→ **Set exercise**
Make an exact copy of all the entries below, with the pictures left out.

* Begin *

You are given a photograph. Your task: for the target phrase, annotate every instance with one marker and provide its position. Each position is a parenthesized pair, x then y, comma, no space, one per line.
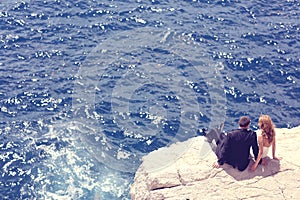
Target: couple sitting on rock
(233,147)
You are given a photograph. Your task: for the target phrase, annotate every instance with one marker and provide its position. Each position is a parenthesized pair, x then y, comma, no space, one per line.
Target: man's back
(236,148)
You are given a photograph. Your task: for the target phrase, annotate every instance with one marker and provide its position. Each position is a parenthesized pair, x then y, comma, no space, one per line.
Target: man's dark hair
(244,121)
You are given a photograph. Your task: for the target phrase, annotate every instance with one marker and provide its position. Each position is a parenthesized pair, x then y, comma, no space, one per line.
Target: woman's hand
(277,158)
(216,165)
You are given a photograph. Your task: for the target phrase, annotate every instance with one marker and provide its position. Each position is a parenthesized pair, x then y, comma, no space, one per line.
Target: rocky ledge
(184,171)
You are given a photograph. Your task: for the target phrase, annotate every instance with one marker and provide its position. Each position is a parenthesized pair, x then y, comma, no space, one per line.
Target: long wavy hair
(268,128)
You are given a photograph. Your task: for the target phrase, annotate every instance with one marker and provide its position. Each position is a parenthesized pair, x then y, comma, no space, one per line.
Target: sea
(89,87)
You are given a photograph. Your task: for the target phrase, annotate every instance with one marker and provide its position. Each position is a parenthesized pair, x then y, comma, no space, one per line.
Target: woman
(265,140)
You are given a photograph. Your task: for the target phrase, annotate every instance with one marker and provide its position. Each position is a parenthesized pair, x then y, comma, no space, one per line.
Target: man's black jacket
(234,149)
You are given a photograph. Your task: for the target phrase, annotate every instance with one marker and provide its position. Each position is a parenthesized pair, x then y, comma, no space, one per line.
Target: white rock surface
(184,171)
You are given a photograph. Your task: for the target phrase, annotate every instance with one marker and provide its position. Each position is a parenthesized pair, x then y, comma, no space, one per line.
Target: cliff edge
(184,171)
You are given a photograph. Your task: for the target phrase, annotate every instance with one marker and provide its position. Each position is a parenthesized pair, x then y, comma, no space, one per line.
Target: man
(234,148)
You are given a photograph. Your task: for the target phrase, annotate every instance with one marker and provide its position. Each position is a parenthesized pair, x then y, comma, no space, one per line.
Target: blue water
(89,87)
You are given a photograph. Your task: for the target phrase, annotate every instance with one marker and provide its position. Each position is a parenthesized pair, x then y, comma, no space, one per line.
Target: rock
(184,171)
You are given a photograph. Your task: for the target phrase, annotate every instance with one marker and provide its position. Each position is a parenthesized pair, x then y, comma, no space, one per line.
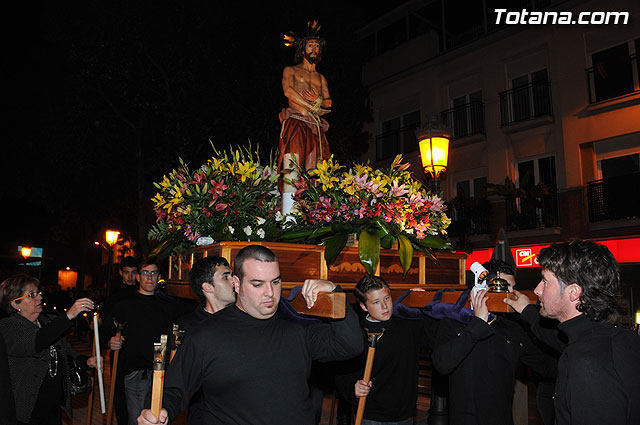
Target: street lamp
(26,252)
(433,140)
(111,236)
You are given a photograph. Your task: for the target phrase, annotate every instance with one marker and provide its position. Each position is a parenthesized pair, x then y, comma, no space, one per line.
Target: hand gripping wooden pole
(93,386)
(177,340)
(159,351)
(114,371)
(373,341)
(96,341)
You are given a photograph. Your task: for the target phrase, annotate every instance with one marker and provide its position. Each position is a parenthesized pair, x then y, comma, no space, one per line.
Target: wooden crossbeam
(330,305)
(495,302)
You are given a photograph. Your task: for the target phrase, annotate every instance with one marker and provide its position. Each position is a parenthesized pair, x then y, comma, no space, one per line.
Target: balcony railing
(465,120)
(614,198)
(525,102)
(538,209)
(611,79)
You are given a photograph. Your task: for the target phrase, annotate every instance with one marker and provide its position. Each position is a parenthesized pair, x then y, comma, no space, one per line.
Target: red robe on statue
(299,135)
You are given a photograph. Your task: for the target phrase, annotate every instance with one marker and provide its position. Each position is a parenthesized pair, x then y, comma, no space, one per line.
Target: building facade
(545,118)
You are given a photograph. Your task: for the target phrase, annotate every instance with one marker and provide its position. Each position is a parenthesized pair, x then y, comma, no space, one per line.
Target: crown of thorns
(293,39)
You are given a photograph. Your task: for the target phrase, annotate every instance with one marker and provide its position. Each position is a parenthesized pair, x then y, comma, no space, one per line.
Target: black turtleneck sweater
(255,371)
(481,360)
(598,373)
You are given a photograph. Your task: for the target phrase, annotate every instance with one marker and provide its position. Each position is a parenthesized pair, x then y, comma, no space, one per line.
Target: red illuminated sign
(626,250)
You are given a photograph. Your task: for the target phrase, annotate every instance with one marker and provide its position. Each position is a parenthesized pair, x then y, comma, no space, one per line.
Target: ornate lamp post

* End *

→ **Right answer**
You are given a photograph. Your task: for the target phrase, annotate every instance with one marker and provide its position. Each position is a parenthesized pair, x then y, comma, no space, one per line.
Target: couple sitting on rock
(233,147)
You are given a photograph. Your task: for the target phrase, annotate every instance with one marker and provide its position. Each position is a parenthesized pair, x then y, comma, no space, one per line.
Target: man's back
(236,148)
You are given a photograph. Your task: for the target phrase, annotate every instance with one marker and provide its position. Each position is a parenthesized pair, x then y, comma, no space, one per line.
Target: man's dark hair
(244,121)
You are given a photograph. Your task: for the target phrase, annotate every instance with one marker and provide its position. Each position is a parenthesized pair, x then y, comma, no space, one per line.
Target: woman's hand
(277,158)
(216,165)
You are given a photograph. Your task: for the target phrase, annotate every instance with one marker and provide its position. Each position is a parenthesized pair, x then y, comma, no space, one per line.
Target: rocky ledge
(184,171)
You are given a photograph. Your task: for the target phrase, annotate every instance with one marker and provide its position. Each position is a parenthesized pair, x then y, comma, no space, one per line.
Target: long wavy hair
(268,128)
You are given a photograph. Your task: for the target phrase, annotate every instance with one marker and provide its position. Each position is a parenthesized pair, x then y, comma, no space, one per line.
Target: sea
(89,87)
You are given a photograph. Your task: for the target phrase, annotate every instance with one marker and provide its position. Each position is a parenthesized pair, x then y, comma, no space, one per line.
Target: woman
(265,140)
You are given a photograph. Your task: for the target phrase, annotate every instance with one marker and provide its position. Each position is a parenthesized pair, x then y, comma, no space, one per line.
Target: man's black jacket
(234,149)
You are given a photograph. Your task: for the target phrase, annotate every instance with one marker and provide its position. Each position is a parenthesized pair, x then y, comma, no space, one per line.
Target: white rock surface
(184,171)
You are given a photograph. Your task: for the target phrase, annotate every instance with one marker and provide its position. Each position is a parenthesized pair, x then y, comma, no space, one per line.
Target: cliff edge
(184,171)
You are given a photograph. Your task: for the target phrase, annotate every instance with one marker and provide its position. Each position is a parenthesized pair, x then y, comma, no space, one per line.
Target: man
(234,148)
You are given a photograph. Your task: for the target phrase, annotate every instance with one marker and provide its position. Each position is a parenthesized pair, x then y, comma, no space, one per line.
Target: blue water
(89,87)
You are given a photograph. Your task: for the target phrase, annotate every instance with one marker and provide its position. Each position is a parenthesized pair, x then y, comma, no space, one per line.
Target: rock
(184,171)
You are given a photograph. Your task: for the target phrase, annotate every instance with one marker and provide its position. Each position is a parenthesized pair, x then y, comma, no space, one per line.
Target: street lamp
(26,252)
(433,140)
(111,236)
You are given a photograph. Your task: for the target phrase, annotate every instance with one marker and provide its position. Each position is a parenthesized pair, x then y, comma, no space, one per line.
Target: hand gripping wooden pole
(93,386)
(177,340)
(159,351)
(114,371)
(373,341)
(96,341)
You are given a photograph. Your task: for the target phrase, annotate every instance with one marker and provide its position. Each position is a parenthesized pair, x then y, comma, no space, one per line.
Target: wooden crossbeam
(330,305)
(495,302)
You are given a photograph. Your task: for the target phrase, annotate every instance with one marker and provide its position. Each position is a parenthesized pair, x then y, comma, no space, one per line.
Target: balcony railing
(465,120)
(614,198)
(525,102)
(538,209)
(611,79)
You are given a photograph. Your task: for the target phrase, annotate every instance with one marker and provide its position. Each position is a parenthesized pair, x then y, comma, no space, one per line.
Target: red robe on statue
(299,135)
You are given a photograph. Your task: for the target phrase, annotate every instance with one marker and provide its position. Each position is a parenthesized pair, x then y, comma, no space, one per line.
Target: building facade
(545,118)
You are given a photograph. Your task: for the target phrase, annotate every instance with one marker and provide its position. Each position is a parenthesized pair, x then y, comma, no space, one per line.
Target: crown of thorns
(293,39)
You are given a photograph. Your task: for the target phrase, annotate every instance with one marker and provide its position. Each position is a parenthesized pair, x then y, comma, no space, one per line.
Target: black turtleneck sweater
(255,371)
(481,360)
(598,373)
You are given a photograph. Your task: for the target phrase, annotate every instance with one marker and provide its position. Each position is a parenthesized pair, x then y, comma, no space, one per line.
Target: red illuminated sign
(626,250)
You are given a photograph. Your task: for the target phrase, annotate every instance with one marker and provide its position. Each position is a parenthesized pair, x then y, comma, no space, one per line.
Target: ornate lamp post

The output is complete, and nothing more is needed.